— start of Data section —
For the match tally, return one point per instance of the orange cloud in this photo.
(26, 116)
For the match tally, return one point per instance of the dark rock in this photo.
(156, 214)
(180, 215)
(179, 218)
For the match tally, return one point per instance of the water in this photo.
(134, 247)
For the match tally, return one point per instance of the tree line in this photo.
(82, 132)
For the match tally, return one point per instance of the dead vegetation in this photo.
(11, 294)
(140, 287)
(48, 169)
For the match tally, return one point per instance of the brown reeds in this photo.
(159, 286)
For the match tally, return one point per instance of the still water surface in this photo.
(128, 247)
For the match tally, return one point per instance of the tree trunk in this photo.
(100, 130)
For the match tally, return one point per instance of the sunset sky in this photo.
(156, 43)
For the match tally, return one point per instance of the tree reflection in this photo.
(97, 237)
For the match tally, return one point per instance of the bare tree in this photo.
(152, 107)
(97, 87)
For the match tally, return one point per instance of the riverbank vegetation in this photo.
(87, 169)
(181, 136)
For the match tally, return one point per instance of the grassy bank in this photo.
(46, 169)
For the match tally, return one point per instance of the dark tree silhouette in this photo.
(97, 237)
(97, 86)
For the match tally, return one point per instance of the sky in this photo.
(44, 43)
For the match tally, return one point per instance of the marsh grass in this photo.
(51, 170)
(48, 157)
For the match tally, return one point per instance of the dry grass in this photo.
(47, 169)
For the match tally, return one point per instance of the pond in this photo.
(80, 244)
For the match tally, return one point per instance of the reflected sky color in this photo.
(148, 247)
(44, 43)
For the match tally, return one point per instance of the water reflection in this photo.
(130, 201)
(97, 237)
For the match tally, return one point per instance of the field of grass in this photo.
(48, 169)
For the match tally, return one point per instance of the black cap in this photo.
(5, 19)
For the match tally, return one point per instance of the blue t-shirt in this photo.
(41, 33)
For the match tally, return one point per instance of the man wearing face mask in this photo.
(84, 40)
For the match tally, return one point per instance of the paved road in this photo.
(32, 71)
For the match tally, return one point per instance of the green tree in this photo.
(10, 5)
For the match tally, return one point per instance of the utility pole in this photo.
— end of Data section —
What you need to do: Reproduce all of the records above word for word, keeping them in the same order.

The output:
For the match tally, return one point per instance of the orange cloud in this photo.
(26, 116)
For the match tally, return one point per instance of the dark rock in this photo.
(156, 214)
(180, 215)
(179, 218)
For the match tally, return one point per instance of the water in this photo.
(134, 247)
For the match tally, return one point per instance of the tree line in this photo.
(82, 132)
For the match tally, return one point per instance of the dead vegetation in this photo.
(11, 294)
(140, 287)
(48, 169)
For the match tally, return one point per instance of the brown reeds in this photo.
(159, 286)
For the match tally, return one point per instance of the still water surface in this photo.
(128, 247)
For the match tally, return one point per instance of the tree trunk in this photo.
(100, 130)
For the match tally, return one point per instance of the sunset sky in this photo.
(156, 43)
For the match tally, return one point per instance of the tree reflection in this photo.
(97, 237)
For the match tally, return one point per instance of the bare tree in this photo.
(152, 107)
(97, 87)
For the match tally, return one point per instance of the riverbank vegetation in this photo.
(87, 169)
(181, 136)
For the match tally, return one point per instance of the grassy bank in this photo.
(46, 169)
For the match tally, return one point per instance of the dark tree silhouette in this photo.
(97, 237)
(97, 86)
For the match tally, return one point per instance of the sky in this photo.
(44, 43)
For the match tally, return one point per instance of the marsh grass in this photo.
(51, 170)
(48, 157)
For the match tally, return one point per instance of the dry grass in this photo.
(47, 169)
For the match tally, return one point per instance of the pond in this photo.
(80, 244)
For the match tally, return one point per instance of the reflected sky color in this photo.
(148, 247)
(44, 43)
For the match tally, return one point per instance of the water reflection in this photo.
(130, 201)
(97, 237)
For the match tally, return one point per instance of the field of grass in this photo.
(48, 169)
For the match tally, return one point per instance of the black cap in this photo.
(5, 19)
For the match tally, return one point per instance of the blue t-shirt in this photo.
(41, 33)
For the match tally, return one point per instance of the man wearing face mask in this photo.
(84, 40)
For the match tally, return one point per instance of the paved road in this photo.
(32, 71)
For the match tally, return one point per instance of the green tree in this photo.
(10, 5)
For the match tally, return one point per instance of the utility pole in this photo.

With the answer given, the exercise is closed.